_Задания_
1. Назовите по приведенному ниже отрывку о Сезанне все три пункта, между которыми ему приходилось постоянно ездить.
2. Почему, согласно отрывку о Сезанне ниже, он просил Золя не присылать ему такие толстые письма?

Сезанн был не из тех людей, кто плачется на свою судьбу. И этот эпизод вызывает удивление: великий художник, обладавший редкой силой воли, когда дело касалось его творчества, дошёл до того, что просил денег у друга, потому что трепетал перед своим отцом. Он ещё просил Золя не писать ему такие толстые письма, поскольку последний раз ему пришлось доплатить 25 сантимов за дополнительную почтовую марку. Не сгущал ли он краски? Судя по всему, нет. В 39 лет, имея очень состоятельного отца, он прозябал в нищете. Хотелось бы верить, что Луи Огюст не осознавал всей тяжести положения, в котором оказался его сын, что он просто не желал отступать от своих принципов: он считал, что мужчина должен сам зарабатывать себе на жизнь, а Поль этим не озадачивался. Впрочем, Поль мог бы потребовать свою долю отцовского наследства, поскольку перед тем, как отойти от дел, тот отписал всё своё имущество детям. Но он даже не подумал об этом. Чистая душа!
Маленький Поль был болен, госпожа Сезанн тоже, причём, видимо, серьёзно. Работал Сезанн в Эстаке, семью поселил в Марселе на улице де Ром, а сам жил в Эксе. Ему без конца приходилось мотаться между этими тремя пунктами. Думал ли он о том, чтобы расставить все точки над «i»? К чему было упорствовать в молчании, ломать эту жалкую комедию, когда окружающие если и не знали всей правды, то догадывались о ней? Он шёл на разные хитрости, чтобы скрыть, что его семья в Провансе. Вот уже три года, как между Эксом и Марселем существовало железнодорожное сообщение. Сезанн, по его выражению, «улизнул» из отцовского дома, чтобы навестить больного ребёнка. Перепутав расписание, он опоздал на последний поезд в обратную сторону. О ужас: теперь он не успеет домой к обеду! И он отправляется в путь пешком. Между Марселем и Эксом 30 километров. Для Поля это расстояние — сущий пустяк. Он привык к долгим прогулкам, а тут какие-то 30 километров! «Я опоздал на час», — написал он Золя.

_Записи_
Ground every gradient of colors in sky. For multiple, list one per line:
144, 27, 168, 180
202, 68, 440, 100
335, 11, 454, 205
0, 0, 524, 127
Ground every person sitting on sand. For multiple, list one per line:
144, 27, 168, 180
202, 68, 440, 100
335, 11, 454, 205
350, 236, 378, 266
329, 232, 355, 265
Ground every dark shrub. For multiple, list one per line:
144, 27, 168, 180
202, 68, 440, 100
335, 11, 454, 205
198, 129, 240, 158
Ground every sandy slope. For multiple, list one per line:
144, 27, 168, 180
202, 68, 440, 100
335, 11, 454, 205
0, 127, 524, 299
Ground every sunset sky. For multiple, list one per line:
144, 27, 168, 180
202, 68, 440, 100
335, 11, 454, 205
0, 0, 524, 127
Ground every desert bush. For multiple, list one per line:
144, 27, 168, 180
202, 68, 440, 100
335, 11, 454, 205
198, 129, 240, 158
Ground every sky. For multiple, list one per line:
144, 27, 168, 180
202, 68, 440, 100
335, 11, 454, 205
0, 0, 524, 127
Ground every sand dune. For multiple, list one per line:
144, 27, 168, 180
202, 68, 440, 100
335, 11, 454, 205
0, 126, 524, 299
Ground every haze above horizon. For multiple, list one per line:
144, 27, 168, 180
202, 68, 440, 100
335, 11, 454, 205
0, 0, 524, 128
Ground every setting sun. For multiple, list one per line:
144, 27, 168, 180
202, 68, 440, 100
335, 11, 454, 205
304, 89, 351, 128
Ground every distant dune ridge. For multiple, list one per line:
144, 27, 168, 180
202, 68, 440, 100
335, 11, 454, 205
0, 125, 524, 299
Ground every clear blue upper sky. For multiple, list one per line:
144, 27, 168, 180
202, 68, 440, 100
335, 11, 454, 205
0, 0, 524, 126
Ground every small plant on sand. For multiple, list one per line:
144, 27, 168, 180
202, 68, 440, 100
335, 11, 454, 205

_Ответы_
1. Эстак, Марсель, Экс

2. В последний раз ему пришлось доплатить 25 сантимов за дополнительную почтовую марку.